→ **AIM OF THE EXERCISE**: Everything from the line with "Can you see the knitted" to the end of the material is to be retyped exactly, both ends included, and nothing else.
------ THE DATA ------
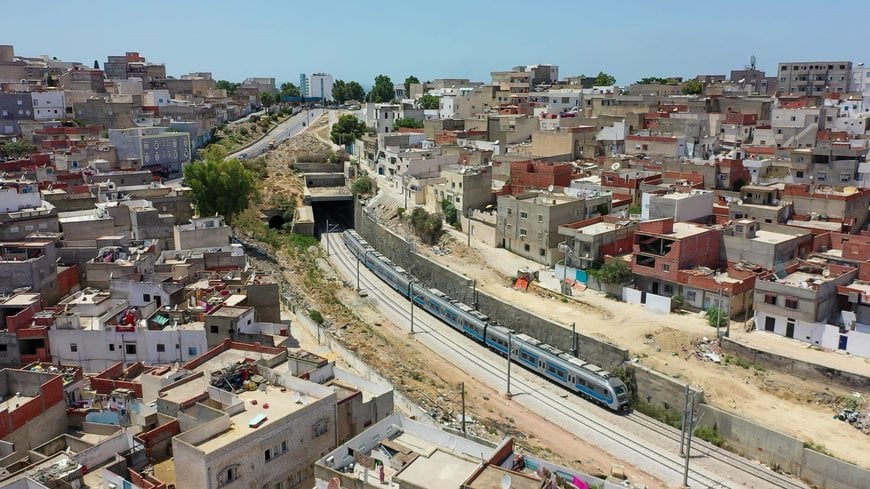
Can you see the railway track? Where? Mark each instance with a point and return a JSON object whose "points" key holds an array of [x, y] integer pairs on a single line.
{"points": [[541, 393]]}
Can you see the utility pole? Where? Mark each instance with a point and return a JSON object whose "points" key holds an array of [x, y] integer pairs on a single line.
{"points": [[510, 344], [463, 407], [574, 338], [691, 428], [683, 427], [411, 294]]}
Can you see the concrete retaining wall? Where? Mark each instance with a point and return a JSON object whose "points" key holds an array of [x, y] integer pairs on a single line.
{"points": [[460, 287], [798, 368], [399, 400], [753, 440]]}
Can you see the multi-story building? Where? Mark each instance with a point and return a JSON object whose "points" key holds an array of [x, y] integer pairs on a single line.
{"points": [[465, 187], [663, 247], [266, 437], [14, 107], [528, 223], [801, 300], [23, 212], [48, 105], [589, 241], [400, 452], [261, 85], [153, 147], [316, 85], [814, 77]]}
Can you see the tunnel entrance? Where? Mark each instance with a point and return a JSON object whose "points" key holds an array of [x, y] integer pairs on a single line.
{"points": [[276, 222], [338, 213]]}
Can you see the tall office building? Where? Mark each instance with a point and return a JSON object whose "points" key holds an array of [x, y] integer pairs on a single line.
{"points": [[316, 85]]}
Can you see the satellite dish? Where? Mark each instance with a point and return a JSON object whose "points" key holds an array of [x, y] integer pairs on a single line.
{"points": [[505, 482]]}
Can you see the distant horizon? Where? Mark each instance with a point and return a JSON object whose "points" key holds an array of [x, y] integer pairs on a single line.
{"points": [[456, 40]]}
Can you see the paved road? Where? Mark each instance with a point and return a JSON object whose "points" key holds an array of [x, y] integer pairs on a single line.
{"points": [[283, 131]]}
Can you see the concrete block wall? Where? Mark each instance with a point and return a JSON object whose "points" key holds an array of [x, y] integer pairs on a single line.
{"points": [[798, 368], [460, 288]]}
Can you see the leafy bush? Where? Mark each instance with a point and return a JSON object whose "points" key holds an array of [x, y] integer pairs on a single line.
{"points": [[315, 316], [710, 435], [361, 186], [451, 215], [717, 315]]}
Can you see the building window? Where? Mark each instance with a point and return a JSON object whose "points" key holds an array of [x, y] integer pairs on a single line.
{"points": [[321, 427]]}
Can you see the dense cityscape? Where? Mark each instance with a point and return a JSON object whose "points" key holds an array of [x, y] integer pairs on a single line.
{"points": [[537, 280]]}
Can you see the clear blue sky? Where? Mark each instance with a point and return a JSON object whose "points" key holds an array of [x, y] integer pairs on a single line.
{"points": [[356, 40]]}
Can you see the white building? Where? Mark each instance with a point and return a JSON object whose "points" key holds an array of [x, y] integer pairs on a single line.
{"points": [[156, 98], [48, 105], [316, 85], [92, 332]]}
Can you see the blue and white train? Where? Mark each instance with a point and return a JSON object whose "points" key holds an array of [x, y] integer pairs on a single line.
{"points": [[585, 379]]}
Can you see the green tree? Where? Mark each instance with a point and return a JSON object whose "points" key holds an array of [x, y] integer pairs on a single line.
{"points": [[230, 87], [614, 272], [408, 81], [407, 122], [219, 185], [428, 102], [361, 185], [383, 90], [451, 214], [16, 148], [289, 90], [604, 79], [717, 316], [339, 91], [347, 129], [267, 100], [355, 91], [656, 79], [692, 87]]}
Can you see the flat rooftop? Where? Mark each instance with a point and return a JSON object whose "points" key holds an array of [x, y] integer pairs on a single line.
{"points": [[772, 237], [438, 470], [13, 402], [280, 405]]}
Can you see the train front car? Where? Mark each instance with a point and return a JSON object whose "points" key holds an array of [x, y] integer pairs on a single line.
{"points": [[621, 400]]}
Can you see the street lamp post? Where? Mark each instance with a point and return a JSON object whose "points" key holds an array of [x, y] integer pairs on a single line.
{"points": [[411, 295], [510, 345]]}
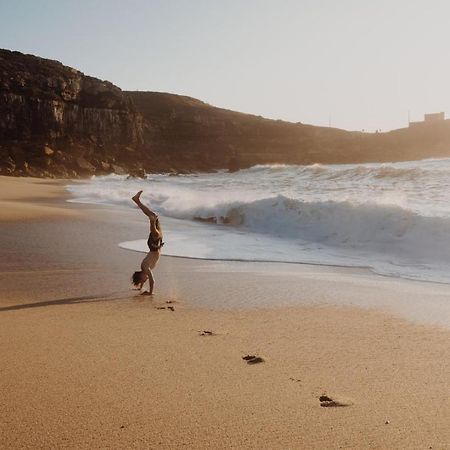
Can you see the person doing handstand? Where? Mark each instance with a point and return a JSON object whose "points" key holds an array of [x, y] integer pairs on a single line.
{"points": [[154, 243]]}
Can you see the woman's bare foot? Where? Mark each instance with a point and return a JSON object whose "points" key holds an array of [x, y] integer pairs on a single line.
{"points": [[136, 197]]}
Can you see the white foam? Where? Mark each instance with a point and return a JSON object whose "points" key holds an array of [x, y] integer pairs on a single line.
{"points": [[393, 218]]}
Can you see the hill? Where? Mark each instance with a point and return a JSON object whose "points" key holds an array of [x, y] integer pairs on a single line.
{"points": [[56, 121]]}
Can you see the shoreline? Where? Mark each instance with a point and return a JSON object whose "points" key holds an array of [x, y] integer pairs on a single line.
{"points": [[88, 363]]}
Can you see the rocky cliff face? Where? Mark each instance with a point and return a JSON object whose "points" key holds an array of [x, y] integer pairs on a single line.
{"points": [[56, 121]]}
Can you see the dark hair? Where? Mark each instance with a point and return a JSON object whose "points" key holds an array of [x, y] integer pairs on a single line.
{"points": [[136, 278]]}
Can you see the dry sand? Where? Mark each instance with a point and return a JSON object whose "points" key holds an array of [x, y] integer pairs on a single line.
{"points": [[86, 363]]}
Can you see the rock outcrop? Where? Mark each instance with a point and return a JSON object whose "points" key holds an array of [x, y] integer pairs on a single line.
{"points": [[56, 121]]}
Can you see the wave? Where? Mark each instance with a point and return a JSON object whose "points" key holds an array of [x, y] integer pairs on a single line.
{"points": [[352, 172], [368, 227]]}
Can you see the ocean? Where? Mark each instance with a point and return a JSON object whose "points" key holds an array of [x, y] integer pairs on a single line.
{"points": [[393, 218]]}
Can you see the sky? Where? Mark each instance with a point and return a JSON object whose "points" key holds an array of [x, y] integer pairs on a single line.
{"points": [[354, 64]]}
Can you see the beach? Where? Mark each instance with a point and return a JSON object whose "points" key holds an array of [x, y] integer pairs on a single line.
{"points": [[88, 363]]}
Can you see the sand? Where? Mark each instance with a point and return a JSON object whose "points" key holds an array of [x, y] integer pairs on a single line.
{"points": [[87, 363]]}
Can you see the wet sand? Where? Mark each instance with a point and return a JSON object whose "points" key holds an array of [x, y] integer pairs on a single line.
{"points": [[87, 363]]}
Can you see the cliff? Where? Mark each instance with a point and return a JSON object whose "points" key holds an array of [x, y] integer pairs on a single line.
{"points": [[56, 121]]}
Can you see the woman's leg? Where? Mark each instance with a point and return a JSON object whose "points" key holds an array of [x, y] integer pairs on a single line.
{"points": [[147, 211], [151, 281]]}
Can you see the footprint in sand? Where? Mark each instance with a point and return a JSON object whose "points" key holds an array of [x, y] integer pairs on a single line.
{"points": [[252, 359], [329, 402], [206, 333]]}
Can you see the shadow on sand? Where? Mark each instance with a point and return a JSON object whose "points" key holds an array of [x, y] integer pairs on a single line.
{"points": [[66, 301]]}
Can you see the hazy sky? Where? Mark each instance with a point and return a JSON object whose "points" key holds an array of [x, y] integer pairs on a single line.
{"points": [[365, 63]]}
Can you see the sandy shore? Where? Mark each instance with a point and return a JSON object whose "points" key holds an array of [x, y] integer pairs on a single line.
{"points": [[86, 363]]}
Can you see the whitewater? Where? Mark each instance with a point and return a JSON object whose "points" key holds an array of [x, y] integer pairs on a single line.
{"points": [[393, 218]]}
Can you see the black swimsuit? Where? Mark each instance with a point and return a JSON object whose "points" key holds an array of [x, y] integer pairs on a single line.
{"points": [[154, 244]]}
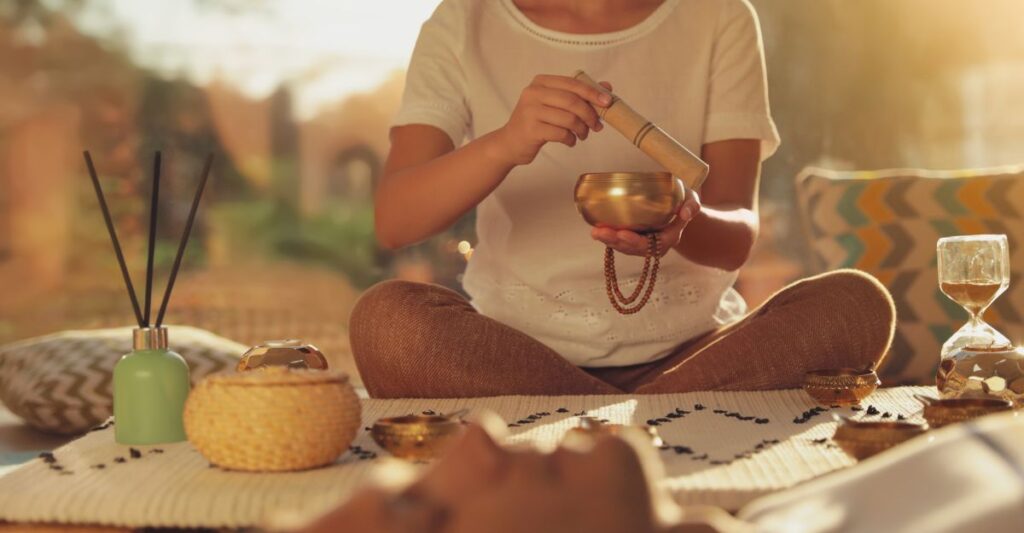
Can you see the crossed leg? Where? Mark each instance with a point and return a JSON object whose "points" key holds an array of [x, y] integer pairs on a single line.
{"points": [[414, 340]]}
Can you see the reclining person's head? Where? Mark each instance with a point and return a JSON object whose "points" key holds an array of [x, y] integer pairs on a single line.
{"points": [[599, 484]]}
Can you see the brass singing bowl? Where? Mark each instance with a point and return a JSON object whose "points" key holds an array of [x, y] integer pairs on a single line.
{"points": [[863, 439], [416, 437], [640, 202], [841, 386], [952, 410], [291, 353]]}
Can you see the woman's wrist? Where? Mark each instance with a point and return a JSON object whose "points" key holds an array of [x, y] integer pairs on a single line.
{"points": [[494, 146]]}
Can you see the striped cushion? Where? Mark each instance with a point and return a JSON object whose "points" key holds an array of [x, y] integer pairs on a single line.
{"points": [[887, 223], [61, 383]]}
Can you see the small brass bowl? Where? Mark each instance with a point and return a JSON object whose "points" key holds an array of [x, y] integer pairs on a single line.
{"points": [[952, 410], [640, 202], [416, 437], [841, 386], [863, 439], [290, 353]]}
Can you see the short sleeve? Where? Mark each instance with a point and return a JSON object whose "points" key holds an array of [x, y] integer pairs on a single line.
{"points": [[737, 105], [435, 83]]}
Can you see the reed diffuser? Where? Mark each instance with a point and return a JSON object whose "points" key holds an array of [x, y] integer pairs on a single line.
{"points": [[151, 383]]}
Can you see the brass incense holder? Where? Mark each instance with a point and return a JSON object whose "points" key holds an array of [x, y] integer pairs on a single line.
{"points": [[640, 202], [416, 437], [290, 352], [863, 439], [841, 386], [952, 410], [591, 427]]}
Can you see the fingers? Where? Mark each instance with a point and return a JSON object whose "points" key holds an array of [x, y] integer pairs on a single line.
{"points": [[566, 120], [691, 206], [591, 94], [555, 134], [570, 102], [631, 242]]}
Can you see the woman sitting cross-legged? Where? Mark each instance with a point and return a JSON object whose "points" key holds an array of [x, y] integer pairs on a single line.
{"points": [[538, 320]]}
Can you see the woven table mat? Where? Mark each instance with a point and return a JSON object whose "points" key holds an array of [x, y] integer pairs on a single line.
{"points": [[721, 448]]}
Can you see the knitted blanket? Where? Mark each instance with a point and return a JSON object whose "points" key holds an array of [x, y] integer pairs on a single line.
{"points": [[722, 448]]}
------
→ **RESULT OF THE TASK**:
Can you see the knitted blanket? Where? Mark each instance with a point and return a JSON object whose "points" key holds an array of [x, y] integer pairs on a single line.
{"points": [[722, 448]]}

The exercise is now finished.